» Consigne 1: Citez textuellement le passage du texte sur le FLQ qui commence par « À la fin de » et se termine par « du mouvement syndical2. ».

════

À la fin de la décennie, le FLQ est le seul pôle politique socialiste et indépendantiste. D’un côté, les nationalistes du Mouvement souveraineté-association, puis du Parti québécois (PQ) fondé en 1968, opèrent dans l’illusion que l’indépendance s’atteindra grâce à l’action parlementaire et aux discussions avec Ottawa. De l’autre, les syndicalistes, les nationalistes et les intellectuels de gauche échouent à mettre sur pied des organisations socialistes hors du mouvement syndical2.

Quant à lui, le FLQ est une succession de petits regroupements ou de réseaux informels sans direction, qui agissent au nom du FLQ. Frange marginale d’activistes, il utilise la violence pour appuyer les ouvriers et les ouvrières en conflit de travail (et en tue d’ailleurs plusieurs). Les enlèvements d’octobre 1970 et la répression massive qui s’en suit marquent un tournant dans la lutte des classes au Québec. Ils servent de prétexte aux autorités afin d’emprisonner le leadership militant du mouvement ouvrier, nationaliste et de gauche en général.

════

» Consigne 2: Extrayez, parmi les lignes ci-dessous, chacune de celles qui contiennent le mot « decorative ».

» Données fournies:
════

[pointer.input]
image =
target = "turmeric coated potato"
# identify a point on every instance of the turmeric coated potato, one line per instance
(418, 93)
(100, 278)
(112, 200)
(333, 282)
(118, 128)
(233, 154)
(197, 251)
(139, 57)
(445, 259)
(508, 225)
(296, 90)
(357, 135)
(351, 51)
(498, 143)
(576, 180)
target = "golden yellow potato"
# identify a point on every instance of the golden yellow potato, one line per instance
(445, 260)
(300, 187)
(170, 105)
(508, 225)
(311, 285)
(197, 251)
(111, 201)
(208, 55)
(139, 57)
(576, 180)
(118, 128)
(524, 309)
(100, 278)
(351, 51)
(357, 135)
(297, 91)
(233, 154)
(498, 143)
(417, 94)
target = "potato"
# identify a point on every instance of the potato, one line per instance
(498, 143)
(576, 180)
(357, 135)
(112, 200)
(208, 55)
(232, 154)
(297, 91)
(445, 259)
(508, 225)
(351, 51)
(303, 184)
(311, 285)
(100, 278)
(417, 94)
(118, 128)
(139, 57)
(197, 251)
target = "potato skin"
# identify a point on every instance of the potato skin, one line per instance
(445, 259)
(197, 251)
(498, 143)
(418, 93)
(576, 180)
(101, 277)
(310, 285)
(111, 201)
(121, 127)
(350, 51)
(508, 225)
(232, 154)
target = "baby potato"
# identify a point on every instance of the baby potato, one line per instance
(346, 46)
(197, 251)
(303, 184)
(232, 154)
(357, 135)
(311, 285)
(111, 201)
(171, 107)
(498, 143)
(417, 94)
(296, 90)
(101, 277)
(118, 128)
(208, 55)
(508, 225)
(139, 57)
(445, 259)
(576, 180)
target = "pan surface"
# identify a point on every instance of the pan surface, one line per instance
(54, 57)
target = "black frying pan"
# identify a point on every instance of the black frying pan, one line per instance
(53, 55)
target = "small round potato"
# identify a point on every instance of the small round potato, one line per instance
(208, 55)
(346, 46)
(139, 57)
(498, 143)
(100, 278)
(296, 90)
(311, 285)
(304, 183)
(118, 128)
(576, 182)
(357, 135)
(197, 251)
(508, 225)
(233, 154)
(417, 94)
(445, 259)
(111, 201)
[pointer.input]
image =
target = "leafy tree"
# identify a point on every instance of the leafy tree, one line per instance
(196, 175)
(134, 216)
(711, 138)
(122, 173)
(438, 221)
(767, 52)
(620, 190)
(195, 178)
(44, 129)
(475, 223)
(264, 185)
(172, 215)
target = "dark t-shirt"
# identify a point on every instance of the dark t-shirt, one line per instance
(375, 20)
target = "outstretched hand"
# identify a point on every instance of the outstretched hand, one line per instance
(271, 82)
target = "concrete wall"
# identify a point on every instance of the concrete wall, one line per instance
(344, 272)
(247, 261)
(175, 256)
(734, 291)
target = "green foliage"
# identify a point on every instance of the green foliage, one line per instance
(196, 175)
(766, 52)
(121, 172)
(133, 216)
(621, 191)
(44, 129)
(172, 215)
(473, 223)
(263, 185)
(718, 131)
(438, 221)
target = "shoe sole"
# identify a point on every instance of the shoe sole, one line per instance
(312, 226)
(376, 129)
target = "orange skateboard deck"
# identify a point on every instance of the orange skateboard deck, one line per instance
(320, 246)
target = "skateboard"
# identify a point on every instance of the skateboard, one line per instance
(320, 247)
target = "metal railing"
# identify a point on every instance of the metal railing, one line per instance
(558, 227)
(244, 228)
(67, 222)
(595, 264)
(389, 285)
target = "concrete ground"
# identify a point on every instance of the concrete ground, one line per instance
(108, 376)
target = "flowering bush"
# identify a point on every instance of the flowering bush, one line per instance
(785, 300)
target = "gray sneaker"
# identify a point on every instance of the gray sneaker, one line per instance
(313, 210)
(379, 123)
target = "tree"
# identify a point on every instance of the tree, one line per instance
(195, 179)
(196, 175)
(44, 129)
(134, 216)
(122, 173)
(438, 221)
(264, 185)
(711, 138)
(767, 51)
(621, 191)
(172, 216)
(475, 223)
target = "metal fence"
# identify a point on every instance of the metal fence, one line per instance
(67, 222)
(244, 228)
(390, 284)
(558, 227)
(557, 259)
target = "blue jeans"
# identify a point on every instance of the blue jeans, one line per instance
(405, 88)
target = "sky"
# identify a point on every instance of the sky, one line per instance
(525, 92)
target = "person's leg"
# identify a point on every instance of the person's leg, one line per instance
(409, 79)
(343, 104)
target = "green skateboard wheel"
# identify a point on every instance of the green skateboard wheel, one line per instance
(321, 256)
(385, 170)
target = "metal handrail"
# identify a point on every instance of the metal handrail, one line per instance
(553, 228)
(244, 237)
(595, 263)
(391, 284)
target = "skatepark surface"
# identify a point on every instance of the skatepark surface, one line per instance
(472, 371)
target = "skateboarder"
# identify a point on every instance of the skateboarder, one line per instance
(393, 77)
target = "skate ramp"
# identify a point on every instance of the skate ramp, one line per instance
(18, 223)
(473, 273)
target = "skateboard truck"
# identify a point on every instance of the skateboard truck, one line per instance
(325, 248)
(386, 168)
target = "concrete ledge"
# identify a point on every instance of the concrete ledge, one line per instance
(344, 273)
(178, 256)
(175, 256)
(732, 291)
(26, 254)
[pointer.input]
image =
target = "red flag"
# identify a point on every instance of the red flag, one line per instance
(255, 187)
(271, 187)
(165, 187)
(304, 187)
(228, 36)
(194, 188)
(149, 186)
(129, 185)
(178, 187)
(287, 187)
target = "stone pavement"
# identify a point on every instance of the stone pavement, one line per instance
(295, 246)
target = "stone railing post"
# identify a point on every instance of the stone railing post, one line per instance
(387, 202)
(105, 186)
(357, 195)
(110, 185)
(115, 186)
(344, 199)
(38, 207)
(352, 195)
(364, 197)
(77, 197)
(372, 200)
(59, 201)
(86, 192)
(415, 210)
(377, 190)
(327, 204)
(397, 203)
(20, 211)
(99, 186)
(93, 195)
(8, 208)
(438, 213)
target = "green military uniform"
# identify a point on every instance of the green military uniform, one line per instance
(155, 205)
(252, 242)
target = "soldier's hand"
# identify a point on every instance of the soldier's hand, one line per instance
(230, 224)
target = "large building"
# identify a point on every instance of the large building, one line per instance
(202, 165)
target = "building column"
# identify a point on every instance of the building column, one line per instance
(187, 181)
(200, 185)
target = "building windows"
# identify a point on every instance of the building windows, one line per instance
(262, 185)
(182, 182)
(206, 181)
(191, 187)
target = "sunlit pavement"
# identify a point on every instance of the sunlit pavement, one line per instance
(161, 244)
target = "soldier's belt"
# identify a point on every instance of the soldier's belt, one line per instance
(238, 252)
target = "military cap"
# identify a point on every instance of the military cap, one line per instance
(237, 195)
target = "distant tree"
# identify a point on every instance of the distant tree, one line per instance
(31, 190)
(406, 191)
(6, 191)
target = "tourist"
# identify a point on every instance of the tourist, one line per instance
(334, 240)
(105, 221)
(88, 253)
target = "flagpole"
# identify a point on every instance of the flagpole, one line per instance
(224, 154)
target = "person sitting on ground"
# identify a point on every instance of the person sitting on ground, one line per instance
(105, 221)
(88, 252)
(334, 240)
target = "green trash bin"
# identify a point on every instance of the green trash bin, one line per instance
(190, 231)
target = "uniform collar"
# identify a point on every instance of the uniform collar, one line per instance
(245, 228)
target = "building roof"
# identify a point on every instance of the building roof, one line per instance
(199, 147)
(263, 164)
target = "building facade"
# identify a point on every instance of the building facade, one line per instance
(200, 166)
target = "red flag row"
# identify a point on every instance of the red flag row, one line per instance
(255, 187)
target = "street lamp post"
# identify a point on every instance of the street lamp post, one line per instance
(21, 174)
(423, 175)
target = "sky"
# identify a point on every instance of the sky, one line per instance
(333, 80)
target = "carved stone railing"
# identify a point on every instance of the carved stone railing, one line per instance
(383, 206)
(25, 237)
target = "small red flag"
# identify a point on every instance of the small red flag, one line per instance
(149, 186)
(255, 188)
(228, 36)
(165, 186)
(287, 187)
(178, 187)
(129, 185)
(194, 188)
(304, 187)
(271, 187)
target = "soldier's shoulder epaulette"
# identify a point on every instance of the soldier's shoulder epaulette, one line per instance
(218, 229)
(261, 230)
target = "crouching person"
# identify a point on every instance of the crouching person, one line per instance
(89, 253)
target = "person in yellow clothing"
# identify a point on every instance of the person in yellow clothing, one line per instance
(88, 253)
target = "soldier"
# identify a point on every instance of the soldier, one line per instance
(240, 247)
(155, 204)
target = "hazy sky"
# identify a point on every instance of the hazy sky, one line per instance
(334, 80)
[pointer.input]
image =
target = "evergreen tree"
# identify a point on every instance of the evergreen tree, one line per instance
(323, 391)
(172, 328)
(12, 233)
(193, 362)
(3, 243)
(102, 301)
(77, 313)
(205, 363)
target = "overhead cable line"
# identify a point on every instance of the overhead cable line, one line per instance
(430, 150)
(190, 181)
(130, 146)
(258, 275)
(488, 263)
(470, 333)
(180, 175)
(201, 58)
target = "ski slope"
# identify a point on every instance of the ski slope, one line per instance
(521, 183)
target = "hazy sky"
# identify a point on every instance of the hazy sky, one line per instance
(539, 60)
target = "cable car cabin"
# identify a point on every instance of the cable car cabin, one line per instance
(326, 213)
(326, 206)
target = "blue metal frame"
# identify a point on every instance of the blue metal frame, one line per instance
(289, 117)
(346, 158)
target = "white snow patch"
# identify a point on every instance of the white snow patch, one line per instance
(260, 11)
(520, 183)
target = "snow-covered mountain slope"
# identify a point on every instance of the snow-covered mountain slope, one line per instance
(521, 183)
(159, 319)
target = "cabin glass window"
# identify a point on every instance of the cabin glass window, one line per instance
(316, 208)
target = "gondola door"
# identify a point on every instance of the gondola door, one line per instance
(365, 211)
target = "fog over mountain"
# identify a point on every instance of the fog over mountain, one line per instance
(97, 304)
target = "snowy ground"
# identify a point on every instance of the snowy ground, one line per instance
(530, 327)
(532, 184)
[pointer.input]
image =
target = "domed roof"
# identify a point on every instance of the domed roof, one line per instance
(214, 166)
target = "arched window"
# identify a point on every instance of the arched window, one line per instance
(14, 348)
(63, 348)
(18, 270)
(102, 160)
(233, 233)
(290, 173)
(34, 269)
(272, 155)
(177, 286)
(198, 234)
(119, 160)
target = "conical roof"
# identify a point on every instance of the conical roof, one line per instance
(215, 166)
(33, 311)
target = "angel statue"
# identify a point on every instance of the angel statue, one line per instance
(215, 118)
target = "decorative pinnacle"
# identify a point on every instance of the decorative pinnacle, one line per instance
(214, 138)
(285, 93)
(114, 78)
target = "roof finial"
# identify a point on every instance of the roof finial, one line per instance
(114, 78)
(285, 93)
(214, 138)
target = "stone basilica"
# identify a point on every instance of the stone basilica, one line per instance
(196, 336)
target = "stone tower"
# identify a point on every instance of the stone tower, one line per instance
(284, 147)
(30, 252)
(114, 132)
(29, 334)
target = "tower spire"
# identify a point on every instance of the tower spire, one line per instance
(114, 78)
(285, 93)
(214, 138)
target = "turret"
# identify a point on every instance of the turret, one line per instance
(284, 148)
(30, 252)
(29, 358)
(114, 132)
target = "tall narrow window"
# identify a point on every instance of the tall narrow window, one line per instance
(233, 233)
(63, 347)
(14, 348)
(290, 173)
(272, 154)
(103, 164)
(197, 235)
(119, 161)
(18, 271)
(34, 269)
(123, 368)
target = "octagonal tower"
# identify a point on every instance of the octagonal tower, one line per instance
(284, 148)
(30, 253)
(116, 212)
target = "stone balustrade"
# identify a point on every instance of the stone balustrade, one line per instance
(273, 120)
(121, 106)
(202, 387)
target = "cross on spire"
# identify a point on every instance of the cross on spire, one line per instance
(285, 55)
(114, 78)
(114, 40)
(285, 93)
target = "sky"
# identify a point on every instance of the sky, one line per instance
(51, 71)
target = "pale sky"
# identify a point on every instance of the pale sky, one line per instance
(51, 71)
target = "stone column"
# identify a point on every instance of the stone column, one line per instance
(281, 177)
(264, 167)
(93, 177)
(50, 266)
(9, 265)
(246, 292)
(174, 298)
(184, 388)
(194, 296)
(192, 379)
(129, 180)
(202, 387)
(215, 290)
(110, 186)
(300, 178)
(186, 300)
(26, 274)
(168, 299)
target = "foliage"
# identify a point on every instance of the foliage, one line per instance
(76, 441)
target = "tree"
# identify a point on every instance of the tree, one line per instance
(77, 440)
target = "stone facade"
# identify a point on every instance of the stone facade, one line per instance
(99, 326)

════

» Résultat 1:
À la fin de la décennie, le FLQ est le seul pôle politique socialiste et indépendantiste. D’un côté, les nationalistes du Mouvement souveraineté-association, puis du Parti québécois (PQ) fondé en 1968, opèrent dans l’illusion que l’indépendance s’atteindra grâce à l’action parlementaire et aux discussions avec Ottawa. De l’autre, les syndicalistes, les nationalistes et les intellectuels de gauche échouent à mettre sur pied des organisations socialistes hors du mouvement syndical2.

» Résultat 2:
target = "decorative pinnacle"
# identify a point on every instance of the decorative pinnacle, one line per instance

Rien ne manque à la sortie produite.